## DATASET
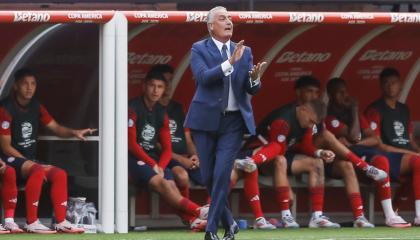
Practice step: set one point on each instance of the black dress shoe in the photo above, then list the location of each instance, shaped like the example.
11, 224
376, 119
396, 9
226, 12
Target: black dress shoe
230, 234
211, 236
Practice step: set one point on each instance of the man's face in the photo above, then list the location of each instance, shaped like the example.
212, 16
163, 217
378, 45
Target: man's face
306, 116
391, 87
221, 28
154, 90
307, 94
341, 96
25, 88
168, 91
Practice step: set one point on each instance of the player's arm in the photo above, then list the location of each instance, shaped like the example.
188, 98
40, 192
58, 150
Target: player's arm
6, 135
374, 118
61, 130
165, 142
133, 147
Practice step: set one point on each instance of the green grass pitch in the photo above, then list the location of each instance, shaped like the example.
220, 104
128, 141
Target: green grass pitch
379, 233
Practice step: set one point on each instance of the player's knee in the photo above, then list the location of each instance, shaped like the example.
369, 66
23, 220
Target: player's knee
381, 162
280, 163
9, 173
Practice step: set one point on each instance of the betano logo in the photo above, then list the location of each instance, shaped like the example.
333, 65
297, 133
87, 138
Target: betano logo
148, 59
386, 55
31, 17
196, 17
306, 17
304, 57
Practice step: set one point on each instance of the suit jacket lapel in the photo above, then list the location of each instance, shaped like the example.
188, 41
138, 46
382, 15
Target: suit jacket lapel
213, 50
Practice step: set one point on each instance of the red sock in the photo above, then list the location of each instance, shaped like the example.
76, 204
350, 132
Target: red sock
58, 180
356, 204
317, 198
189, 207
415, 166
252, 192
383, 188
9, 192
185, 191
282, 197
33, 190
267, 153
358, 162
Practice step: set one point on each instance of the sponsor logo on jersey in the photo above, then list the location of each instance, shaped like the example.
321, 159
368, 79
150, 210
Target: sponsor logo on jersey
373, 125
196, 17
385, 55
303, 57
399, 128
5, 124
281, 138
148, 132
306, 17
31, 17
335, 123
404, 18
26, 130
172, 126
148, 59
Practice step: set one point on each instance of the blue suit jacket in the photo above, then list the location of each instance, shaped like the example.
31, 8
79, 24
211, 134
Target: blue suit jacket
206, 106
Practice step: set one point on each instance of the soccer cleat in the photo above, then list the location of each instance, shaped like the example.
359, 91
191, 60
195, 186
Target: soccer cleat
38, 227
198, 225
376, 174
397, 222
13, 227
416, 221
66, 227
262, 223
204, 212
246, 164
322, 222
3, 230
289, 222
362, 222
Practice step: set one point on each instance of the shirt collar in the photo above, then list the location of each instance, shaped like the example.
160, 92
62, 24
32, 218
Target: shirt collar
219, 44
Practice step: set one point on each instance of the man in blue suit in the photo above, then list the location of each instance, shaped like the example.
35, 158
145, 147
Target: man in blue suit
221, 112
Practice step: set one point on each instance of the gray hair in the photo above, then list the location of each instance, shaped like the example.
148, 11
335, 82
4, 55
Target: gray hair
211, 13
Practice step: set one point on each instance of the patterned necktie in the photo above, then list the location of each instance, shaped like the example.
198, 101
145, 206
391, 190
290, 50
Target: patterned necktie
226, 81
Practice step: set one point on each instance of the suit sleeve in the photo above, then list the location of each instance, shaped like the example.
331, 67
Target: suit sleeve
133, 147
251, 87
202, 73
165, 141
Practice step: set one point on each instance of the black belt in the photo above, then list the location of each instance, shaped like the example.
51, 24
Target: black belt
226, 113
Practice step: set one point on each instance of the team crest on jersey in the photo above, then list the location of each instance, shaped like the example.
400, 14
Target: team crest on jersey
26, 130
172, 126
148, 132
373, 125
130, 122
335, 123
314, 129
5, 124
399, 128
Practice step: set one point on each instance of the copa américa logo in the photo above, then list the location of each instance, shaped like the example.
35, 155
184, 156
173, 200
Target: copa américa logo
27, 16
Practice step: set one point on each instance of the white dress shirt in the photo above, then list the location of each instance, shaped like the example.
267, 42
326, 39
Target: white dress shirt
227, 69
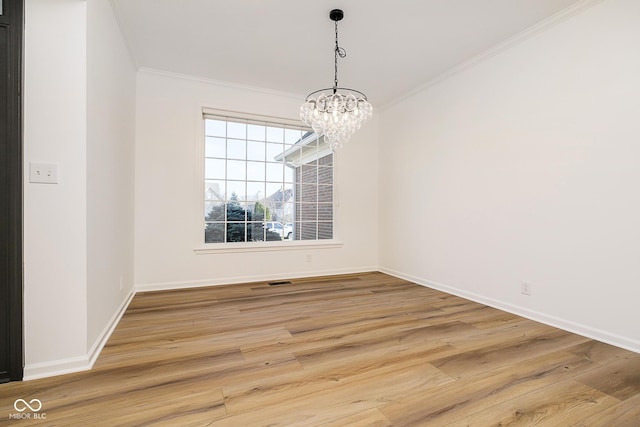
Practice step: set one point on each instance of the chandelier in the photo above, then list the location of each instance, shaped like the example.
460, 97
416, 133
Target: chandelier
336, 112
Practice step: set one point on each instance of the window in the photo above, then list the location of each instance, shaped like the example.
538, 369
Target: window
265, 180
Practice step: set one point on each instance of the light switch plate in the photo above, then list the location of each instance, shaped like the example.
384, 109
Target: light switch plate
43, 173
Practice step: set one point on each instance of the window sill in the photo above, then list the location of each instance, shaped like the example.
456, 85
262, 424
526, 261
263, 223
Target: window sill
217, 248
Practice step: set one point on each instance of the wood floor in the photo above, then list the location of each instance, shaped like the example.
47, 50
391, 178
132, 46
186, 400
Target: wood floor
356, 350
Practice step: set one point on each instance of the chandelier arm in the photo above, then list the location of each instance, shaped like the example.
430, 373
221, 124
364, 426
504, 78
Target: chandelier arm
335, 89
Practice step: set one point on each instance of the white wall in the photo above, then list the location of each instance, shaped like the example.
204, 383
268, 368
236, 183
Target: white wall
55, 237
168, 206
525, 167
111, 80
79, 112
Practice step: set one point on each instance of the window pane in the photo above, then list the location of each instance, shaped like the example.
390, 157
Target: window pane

## PROBLEM STATEMENT
Word for word, write out each of the records, but not the pictures.

## FINISHED EXERCISE
Practice step: set one point on each instance of the black dress shoe in the photo above, then list the location of each instance, shaped like the example.
11, 224
376, 119
396, 9
226, 12
Target: black dress shoe
230, 234
211, 236
Practice step: set one point on each instance of the man's face in the photo above, then list the location of each instance, shaped like the example.
212, 16
163, 217
378, 45
Target: man's face
306, 116
391, 87
221, 28
154, 90
307, 94
341, 96
25, 88
168, 91
Practice step: set one point on each instance of the player's arm in the photo above, then list the location of each instance, shaped like the example.
188, 98
40, 192
58, 150
Target: player's arm
6, 135
374, 118
61, 130
165, 142
133, 147
Practice step: set one point on each instance of the green grass pitch in the photo above, then list the location of each instance, shaped like the example.
220, 104
128, 141
Target: green grass pitch
379, 233
Practice step: set one point on each instance of the player's knee in the photo above, then list the location of each instance, shaped like the example.
369, 66
23, 220
Target: player's knee
381, 162
280, 163
9, 173
Practice step: set one point on each instance of the betano logo in the photo above, then list the location of each instance, shaped like the example.
333, 65
297, 133
87, 138
Target: betano logo
148, 59
386, 55
31, 17
196, 17
306, 17
304, 57
Practice step: set one point on each instance of the suit jacket lapel in the photo above, then list the location of each instance, shaped like the example.
188, 41
138, 46
382, 15
Target: suit jacket lapel
213, 50
Practice step: set one point on each instance of the red sock in the photo above, then list the location of each instance, shaped like the example.
76, 204
350, 132
Target: red sock
58, 180
356, 204
317, 198
189, 207
415, 166
252, 192
383, 188
9, 192
185, 191
282, 197
33, 190
267, 153
358, 162
Practice step: set one point on each instance of the sponsor logo on jersey in the photo above, then list the location of each instance, shaped like the example.
321, 159
368, 79
150, 210
Target: sponsor logo on jersey
373, 125
196, 17
385, 55
303, 57
399, 128
5, 124
281, 138
148, 132
306, 17
31, 17
335, 123
404, 18
26, 130
172, 126
148, 59
Practice step: set one point on each instance of the blue suit jacket in the photo above, then list the location of each instance, shaped like the example.
31, 8
79, 24
211, 134
Target: blue suit jacket
206, 106
Practice step: set one point on each instance of the soccer cleat in the photo above, then list the location of each instance, shaped like the example.
359, 91
191, 60
195, 186
Target: soccer cleat
38, 227
198, 225
376, 174
397, 222
13, 227
416, 221
66, 227
262, 223
204, 212
246, 164
322, 222
3, 230
289, 222
362, 222
Practice step: set one point on each instance of the shirt collar in the photo above, then list the location of each instance, shaped like the example.
160, 92
62, 24
32, 218
Target: shirt collar
219, 44
Practice step: set one point on each instance of the man in blue suit in the photo above, then list the location of each instance, shaped like the example.
35, 158
145, 147
Target: man in blue suit
221, 112
Practice step: set one point on each instance of the gray hair in the photo above, then list the location of each instance, shaped like the example.
148, 11
335, 82
4, 55
Target: gray hair
211, 13
Practice step: set one point on each instance of the patterned necktie in the photo above, then list the location of each instance, shaped like the example.
198, 101
145, 206
391, 190
290, 50
Target: patterned necktie
226, 81
Practice step: set one point on each instance of the suit sleeve in the photo above, then list the location of each instance, shaped like the example.
331, 67
Target: suit sleeve
133, 147
251, 87
202, 73
165, 141
Practice step: set one point on each instance of the black belt in the photo above, then list the location of each instance, shaped like the example.
51, 24
Target: black belt
226, 113
Practice step: set one point on each instance of the team crest on jersey in the photo above, then list the location of each instance, shaped like the example.
400, 14
Target: team crest on jersey
26, 130
172, 126
148, 132
373, 125
130, 122
335, 123
314, 129
5, 124
399, 128
Practice step: set one point on each instance of the copa américa logo in the photo above, then list the location of each instance, shaped like the example.
35, 155
184, 156
173, 200
Target: copa américa logo
27, 16
Practice step: set one point on each instance of the white dress shirt in the photo above, then list the location of each instance, shaped like the example.
267, 42
326, 39
Target: white dress shirt
227, 69
Practice step: set one point on each instance of the chandelier in the photo above, then list the location of each instance, shaped like the example.
460, 97
416, 133
Target: chandelier
336, 112
Practice step: set one point on each instance of the window in the photo above, then list the location of each instance, shaped like the example.
538, 369
Target: window
265, 180
Practice step: set one point on each instance of the light switch plate in the photo above, then list the location of each instance, shaped like the example.
384, 109
Target: light switch plate
43, 173
Practice step: set one point on each instance of the window sill in the photo above, then list the location of each instance, shaped like the example.
456, 85
262, 424
526, 261
263, 223
Target: window sill
217, 248
Practice step: set one point on each instance of the wood floor in the photo above, then list the location of each instance, shaped like the example.
47, 50
391, 178
132, 46
186, 400
Target: wood floor
356, 350
Practice step: set one point on each instance of the chandelier arm in the photo above, then list the location of each instance, shaped like the example.
430, 373
221, 124
364, 426
504, 78
Target: chandelier arm
335, 89
Practice step: set one point on each instance of the white wall in the photo above, then list the location of each instance, shaped like the example.
204, 383
268, 368
236, 183
Target: white wall
55, 237
168, 206
525, 167
111, 80
79, 112
Practice step: set one point on each instance of the window pane in the photo above, then list the location of each instance, shaped like the example.
390, 157
Target: window pane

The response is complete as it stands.